Exercise objective:
How many of the lines below contain the string "window"? Case counts. Reply with the number alone.

Supplied material:
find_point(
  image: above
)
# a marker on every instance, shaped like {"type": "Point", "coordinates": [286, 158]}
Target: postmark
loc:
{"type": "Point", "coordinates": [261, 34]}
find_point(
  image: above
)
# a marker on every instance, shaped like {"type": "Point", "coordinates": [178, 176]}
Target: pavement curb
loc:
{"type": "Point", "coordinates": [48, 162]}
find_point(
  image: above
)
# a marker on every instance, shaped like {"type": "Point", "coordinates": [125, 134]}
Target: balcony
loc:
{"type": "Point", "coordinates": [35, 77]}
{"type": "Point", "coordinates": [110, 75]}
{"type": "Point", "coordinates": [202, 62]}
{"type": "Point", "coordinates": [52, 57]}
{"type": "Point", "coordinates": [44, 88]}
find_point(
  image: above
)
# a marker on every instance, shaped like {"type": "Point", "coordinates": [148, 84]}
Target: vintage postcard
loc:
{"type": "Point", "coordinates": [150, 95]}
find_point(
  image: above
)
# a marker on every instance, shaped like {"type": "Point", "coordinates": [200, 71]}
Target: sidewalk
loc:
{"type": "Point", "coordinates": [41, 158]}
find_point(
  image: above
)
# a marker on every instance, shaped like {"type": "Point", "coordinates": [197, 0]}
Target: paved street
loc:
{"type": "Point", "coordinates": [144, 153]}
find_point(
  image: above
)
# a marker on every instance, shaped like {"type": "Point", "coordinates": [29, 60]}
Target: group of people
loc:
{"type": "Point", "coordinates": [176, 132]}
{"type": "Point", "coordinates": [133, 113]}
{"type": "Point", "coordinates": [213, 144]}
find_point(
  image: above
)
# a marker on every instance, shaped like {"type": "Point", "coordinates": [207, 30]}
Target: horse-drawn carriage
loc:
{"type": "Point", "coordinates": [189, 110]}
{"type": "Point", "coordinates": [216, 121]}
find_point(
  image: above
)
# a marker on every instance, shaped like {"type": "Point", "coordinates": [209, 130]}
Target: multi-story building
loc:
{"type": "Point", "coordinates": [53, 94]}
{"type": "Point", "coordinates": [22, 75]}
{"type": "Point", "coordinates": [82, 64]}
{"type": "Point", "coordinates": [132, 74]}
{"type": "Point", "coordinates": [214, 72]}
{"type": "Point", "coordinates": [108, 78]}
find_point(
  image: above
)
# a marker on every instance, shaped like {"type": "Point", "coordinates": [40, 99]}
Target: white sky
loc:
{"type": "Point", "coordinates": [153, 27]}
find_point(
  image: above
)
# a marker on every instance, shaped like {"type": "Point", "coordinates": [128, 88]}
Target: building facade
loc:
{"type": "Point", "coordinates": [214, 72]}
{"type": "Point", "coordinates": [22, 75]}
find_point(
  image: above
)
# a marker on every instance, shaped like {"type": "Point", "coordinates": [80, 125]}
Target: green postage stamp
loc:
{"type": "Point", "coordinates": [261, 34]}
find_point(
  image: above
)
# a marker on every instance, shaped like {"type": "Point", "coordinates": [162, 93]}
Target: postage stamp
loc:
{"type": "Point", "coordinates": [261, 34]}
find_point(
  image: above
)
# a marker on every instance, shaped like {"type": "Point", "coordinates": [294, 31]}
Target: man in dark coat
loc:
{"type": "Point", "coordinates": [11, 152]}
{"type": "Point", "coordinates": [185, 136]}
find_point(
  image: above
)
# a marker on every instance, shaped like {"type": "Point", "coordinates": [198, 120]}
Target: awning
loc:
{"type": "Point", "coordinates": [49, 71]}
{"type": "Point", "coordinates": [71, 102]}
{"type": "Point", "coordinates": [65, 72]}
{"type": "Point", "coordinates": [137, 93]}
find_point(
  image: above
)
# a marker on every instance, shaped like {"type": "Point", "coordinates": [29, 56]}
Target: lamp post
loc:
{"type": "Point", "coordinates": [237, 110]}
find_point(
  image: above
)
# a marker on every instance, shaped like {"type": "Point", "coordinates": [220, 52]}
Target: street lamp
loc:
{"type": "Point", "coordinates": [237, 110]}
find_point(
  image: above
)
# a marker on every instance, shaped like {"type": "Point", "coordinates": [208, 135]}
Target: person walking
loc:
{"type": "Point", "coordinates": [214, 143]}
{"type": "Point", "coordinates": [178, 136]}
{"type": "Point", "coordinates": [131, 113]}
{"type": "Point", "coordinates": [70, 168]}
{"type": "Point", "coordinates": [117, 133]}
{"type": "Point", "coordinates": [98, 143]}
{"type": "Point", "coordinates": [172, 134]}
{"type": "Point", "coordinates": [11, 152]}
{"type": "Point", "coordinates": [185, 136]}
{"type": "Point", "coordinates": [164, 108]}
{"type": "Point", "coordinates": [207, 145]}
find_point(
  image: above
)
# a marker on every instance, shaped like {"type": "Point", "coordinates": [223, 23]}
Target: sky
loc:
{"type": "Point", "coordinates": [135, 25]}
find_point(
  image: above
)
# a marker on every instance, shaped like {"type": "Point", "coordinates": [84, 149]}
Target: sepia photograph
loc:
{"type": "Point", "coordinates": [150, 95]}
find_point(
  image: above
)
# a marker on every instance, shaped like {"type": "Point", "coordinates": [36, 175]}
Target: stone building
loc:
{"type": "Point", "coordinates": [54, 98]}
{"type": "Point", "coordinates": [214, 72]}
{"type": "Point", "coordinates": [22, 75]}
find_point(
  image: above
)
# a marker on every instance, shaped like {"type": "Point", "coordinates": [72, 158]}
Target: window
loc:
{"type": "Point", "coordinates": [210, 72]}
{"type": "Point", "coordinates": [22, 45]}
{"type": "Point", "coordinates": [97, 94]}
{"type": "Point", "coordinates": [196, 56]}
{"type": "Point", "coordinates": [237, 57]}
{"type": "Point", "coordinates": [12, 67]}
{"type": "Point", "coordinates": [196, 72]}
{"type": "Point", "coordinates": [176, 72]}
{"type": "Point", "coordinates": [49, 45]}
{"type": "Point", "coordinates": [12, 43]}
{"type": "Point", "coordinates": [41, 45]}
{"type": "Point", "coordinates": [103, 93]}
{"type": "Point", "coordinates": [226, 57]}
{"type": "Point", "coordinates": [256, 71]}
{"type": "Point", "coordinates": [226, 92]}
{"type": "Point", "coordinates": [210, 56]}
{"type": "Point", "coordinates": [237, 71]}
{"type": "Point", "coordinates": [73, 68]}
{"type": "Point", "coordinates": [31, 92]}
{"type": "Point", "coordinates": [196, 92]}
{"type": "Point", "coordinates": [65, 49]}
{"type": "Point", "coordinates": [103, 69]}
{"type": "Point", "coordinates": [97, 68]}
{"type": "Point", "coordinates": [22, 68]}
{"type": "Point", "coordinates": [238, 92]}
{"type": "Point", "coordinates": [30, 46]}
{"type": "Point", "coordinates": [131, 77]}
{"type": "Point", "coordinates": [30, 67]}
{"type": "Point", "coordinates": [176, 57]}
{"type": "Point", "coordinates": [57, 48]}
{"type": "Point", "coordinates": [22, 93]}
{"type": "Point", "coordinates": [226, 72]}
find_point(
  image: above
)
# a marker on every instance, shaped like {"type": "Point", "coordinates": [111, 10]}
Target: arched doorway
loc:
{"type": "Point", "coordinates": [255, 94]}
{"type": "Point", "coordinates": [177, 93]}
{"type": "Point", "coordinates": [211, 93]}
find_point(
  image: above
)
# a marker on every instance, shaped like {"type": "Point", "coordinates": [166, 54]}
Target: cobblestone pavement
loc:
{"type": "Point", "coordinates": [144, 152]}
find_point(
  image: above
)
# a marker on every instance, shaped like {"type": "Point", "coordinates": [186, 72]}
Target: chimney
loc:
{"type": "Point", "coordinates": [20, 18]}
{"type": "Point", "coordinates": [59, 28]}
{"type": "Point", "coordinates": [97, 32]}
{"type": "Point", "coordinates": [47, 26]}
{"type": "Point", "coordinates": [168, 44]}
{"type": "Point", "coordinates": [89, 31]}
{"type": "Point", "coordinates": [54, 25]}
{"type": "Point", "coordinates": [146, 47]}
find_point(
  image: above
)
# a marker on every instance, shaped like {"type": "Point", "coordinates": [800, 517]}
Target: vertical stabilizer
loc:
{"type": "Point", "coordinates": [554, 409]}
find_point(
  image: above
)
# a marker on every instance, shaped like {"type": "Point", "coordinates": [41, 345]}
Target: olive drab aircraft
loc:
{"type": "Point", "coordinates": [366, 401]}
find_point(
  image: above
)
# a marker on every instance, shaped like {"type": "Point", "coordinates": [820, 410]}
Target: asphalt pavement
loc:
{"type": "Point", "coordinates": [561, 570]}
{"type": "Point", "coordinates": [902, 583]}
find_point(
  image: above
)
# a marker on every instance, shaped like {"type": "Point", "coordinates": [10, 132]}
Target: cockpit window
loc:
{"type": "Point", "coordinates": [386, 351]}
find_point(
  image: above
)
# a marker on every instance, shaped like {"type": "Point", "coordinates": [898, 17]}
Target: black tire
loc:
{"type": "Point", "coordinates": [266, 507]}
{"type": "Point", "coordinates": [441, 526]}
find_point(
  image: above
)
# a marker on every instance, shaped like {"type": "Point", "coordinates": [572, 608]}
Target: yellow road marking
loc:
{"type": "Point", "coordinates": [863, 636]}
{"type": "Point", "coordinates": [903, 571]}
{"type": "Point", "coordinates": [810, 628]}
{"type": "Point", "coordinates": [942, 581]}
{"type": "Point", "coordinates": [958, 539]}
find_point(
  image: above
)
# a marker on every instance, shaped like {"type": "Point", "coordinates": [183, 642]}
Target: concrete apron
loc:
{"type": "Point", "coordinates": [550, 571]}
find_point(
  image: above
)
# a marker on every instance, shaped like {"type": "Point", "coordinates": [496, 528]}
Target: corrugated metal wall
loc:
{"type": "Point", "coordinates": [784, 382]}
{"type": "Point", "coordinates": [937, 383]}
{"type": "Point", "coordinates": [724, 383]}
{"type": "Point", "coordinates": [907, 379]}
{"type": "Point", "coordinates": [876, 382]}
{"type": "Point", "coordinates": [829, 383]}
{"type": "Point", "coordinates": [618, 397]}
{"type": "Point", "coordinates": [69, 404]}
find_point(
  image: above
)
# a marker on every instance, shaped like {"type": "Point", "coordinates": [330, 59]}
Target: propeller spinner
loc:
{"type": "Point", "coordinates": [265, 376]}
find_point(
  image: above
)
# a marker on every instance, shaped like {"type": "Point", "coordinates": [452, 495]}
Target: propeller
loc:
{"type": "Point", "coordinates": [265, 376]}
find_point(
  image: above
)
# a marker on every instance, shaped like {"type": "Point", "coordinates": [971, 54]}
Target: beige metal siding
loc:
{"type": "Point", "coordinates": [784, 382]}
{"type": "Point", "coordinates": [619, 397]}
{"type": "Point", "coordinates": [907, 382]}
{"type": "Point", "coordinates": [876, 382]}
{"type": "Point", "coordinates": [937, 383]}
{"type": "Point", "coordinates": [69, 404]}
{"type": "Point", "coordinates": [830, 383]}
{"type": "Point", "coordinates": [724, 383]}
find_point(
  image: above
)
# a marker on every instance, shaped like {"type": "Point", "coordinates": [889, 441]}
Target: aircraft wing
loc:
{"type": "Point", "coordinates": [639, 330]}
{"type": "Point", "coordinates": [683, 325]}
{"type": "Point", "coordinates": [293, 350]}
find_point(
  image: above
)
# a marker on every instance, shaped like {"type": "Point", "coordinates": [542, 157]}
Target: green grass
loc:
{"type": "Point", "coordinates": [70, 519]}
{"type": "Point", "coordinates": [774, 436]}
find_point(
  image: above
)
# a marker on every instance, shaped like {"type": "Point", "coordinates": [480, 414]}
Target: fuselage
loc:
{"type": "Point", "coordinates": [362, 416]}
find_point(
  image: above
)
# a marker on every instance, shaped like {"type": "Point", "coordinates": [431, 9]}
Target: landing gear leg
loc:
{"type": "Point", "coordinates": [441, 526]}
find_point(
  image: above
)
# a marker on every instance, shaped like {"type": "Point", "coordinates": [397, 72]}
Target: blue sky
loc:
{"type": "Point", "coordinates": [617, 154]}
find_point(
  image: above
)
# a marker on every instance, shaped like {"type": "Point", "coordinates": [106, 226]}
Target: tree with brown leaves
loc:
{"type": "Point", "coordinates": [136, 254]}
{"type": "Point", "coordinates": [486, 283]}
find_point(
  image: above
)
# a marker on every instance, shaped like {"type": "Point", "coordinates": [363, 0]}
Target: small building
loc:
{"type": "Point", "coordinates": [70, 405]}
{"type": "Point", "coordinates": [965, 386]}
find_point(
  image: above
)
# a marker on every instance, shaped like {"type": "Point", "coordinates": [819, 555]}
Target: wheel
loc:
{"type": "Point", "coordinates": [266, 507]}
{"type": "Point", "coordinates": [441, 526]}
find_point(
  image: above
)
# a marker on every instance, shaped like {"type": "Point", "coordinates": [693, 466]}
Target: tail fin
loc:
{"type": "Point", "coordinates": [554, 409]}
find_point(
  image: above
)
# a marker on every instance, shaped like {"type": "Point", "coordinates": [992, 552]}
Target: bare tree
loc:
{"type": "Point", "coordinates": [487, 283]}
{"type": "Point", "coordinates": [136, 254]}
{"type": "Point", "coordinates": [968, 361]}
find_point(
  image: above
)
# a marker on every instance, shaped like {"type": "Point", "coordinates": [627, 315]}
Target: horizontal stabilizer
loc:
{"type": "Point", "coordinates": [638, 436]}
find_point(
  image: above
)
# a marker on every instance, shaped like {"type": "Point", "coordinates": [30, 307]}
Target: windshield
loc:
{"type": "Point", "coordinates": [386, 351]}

Answer to the task:
2